[Named region outline records]

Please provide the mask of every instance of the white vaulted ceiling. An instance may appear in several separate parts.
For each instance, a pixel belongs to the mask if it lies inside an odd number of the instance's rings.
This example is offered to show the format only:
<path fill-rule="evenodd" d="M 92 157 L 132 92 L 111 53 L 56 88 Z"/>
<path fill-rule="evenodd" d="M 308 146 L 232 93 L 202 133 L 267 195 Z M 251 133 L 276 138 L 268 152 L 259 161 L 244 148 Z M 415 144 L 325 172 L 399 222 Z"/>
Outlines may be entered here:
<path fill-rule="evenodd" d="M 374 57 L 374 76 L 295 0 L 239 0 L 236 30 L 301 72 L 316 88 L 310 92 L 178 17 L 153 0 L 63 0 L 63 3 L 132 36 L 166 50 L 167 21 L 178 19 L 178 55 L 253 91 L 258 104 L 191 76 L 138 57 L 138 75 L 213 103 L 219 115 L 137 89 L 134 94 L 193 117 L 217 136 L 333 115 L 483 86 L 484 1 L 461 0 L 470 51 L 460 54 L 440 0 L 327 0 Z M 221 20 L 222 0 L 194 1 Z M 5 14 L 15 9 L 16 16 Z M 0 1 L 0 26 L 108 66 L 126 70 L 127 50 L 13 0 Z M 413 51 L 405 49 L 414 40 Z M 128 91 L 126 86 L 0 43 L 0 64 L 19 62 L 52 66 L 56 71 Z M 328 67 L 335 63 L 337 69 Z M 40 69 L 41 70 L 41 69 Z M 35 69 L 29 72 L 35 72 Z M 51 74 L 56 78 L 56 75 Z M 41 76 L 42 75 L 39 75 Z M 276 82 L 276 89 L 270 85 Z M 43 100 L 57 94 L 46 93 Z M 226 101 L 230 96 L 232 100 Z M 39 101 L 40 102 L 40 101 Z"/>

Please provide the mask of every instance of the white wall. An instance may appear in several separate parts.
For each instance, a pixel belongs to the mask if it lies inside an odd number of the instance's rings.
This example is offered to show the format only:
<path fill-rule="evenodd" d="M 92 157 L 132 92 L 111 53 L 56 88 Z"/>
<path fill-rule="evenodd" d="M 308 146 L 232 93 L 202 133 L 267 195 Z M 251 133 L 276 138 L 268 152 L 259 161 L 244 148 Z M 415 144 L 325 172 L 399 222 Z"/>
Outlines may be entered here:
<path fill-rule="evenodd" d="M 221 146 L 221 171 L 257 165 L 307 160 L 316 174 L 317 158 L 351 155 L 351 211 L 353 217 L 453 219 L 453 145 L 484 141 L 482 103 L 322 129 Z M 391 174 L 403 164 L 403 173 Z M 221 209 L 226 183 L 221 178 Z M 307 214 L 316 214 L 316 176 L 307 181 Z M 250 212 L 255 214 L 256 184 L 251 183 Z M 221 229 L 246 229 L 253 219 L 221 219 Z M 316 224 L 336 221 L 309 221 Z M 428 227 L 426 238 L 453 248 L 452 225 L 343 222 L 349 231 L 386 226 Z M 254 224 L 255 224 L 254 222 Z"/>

→ **Written exercise**
Show every line of the items that contains the string "provide", copying each one in full.

→ **Answer to this exercise**
Please provide the mask of every instance of the white vaulted ceiling. An instance may appear in several separate parts.
Please provide the mask of every instance of the white wall. An instance may appear in several separate parts.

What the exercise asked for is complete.